Content-based Video Parsing and Querying
Jing Huang
and Vera Kettnaker
Overview
Our project is to implement user-friendly tools for video segmentation
(parsing) and searching (querying) on top of
Rivl, a resolution independent video language. We first segment a
video sequence into shots and condense it into a much shorter skimmed video , which is
composed of representativekey frames. We then facilitate video
searching by using key frames and moving objects as query keys.
We plan to use algorithms that work directly on compressed MPEG data
[Yeo95] to make segmentation more efficient. Recently developed
techniques such as Color Coherency Vectors[Greg96] and motion
tracking will be used for retrieval.
We will use CCV-based features as indexing vectors for retrieving key frames
with similar scenes. This makes querying on similar scenery effective
and efficient. Extensions to CCVs, such as using color moments and gradient
directions, will also be tested for image comparison.
While most of the exisiting work on video searching is based on whole images, we will
also try to implement a query engine that allows users to retrieve all video
shots in which a particular objects appears. Since the general
problem is very hard, we will restrict our effort to queries for moving
objects. We will segment the moving objects from the background by exploiting the motion
information already contained in MPEG-compressed video data.
Technical Rationale
The recent proliferation of multimedia resources has created a
substantial demand for video searching and browsing. For example, social scientist often have to gather empirical data from huge collections of old news shows.
VCR functions such as fast forward and rewind are ill-suited
for this purpose because the user can easily miss some vital contents in
the process. This tedious task could be much alleviated if they
could quickly browse through a content-preserving summary or
if they could directly query for the scenes they are interested in.
All higher-level processing of video, however, is severly constrained by
bandwidth limitations of hardware. Therefore,
effective and efficient tools for searching and browsing video data
are greatly in demand.
Multimedia information systems in general, such as video on demand
(VOD), still have poor interactive interfaces. The attractiveness of VOD would
increase if users could acess a short summary of a video which they
could search or browse before deciding to watch it. The small size of a video summary
would increase the network load only to a negligible extent.
Efficiency, interactive functionality and search for interesting
objects and events pose the major challenges for the design of user-friendly
interfaces to content-based video searching. Because it is relatively
easy to improve the efficiency and to design some interactive
interfaces, most research work to date ignores object-based or event-based
queries. While users often desire to retrieve some interesting objects
and events directly from a video, this higher-level information cannot
be extracted easily and few work has been done in this area. We propose
to use motion cues for extracting moving objects and to let users pose object queries.

RECORDS SUPPLIED ▸
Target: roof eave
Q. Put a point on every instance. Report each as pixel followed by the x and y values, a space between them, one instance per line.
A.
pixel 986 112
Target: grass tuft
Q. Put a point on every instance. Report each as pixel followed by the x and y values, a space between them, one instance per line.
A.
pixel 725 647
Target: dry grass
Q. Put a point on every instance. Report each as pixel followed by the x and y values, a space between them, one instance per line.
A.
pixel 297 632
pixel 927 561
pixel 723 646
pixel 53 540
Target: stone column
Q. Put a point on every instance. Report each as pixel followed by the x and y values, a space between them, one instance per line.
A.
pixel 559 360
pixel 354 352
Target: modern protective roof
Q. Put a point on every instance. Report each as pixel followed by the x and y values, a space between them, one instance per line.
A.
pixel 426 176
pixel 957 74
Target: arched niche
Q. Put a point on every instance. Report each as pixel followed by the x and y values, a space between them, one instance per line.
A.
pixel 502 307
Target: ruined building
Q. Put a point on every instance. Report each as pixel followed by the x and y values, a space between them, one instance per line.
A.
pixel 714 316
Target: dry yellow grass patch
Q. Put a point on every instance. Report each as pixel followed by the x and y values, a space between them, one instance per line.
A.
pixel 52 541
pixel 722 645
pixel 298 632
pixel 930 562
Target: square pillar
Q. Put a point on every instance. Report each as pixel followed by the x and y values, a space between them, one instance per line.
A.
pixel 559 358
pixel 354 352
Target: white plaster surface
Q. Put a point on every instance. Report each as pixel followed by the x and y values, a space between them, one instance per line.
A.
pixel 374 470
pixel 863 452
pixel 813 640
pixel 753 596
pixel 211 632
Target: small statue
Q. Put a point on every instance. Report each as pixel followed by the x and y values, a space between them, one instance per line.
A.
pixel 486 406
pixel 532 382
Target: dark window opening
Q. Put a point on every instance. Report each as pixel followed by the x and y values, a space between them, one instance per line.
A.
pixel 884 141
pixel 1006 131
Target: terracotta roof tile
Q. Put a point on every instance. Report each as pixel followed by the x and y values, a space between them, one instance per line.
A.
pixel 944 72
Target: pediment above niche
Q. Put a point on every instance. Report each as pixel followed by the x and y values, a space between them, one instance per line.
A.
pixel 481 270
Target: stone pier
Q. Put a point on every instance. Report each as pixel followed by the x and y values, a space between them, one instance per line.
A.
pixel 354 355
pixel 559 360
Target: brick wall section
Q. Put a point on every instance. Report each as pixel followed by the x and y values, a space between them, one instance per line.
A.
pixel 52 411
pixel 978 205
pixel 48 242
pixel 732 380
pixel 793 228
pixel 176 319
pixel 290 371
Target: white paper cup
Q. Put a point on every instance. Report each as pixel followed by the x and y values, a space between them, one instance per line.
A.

TASKS FOR THIS EXERCISE ▸
(1) Decide whether each statement below agrees with the project overview, answering yes or no and quoting the deciding words of the text: (a) The project plans to use algorithms that work directly on compressed MPEG data. (b) Fast forward and rewind are described as well suited to gathering data from old news shows. (c) The object queries will be restricted to stationary objects.
(2) Extract the passage of the project overview from "Technical Rationale" up to and including "greatly in demand.", copying it word for word.

TASK-BY-TASK OUTPUTS ▸
(1)
(a) Yes: "We plan to use algorithms that work directly on compressed MPEG data"
(b) No: "VCR functions such as fast forward and rewind are ill-suited for this purpose"
(c) No: "we will restrict our effort to queries for moving objects"

(2)
Technical Rationale
The recent proliferation of multimedia resources has created a
substantial demand for video searching and browsing. For example, social scientist often have to gather empirical data from huge collections of old news shows.
VCR functions such as fast forward and rewind are ill-suited
for this purpose because the user can easily miss some vital contents in
the process. This tedious task could be much alleviated if they
could quickly browse through a content-preserving summary or
if they could directly query for the scenes they are interested in.
All higher-level processing of video, however, is severly constrained by
bandwidth limitations of hardware. Therefore,
effective and efficient tools for searching and browsing video data
are greatly in demand.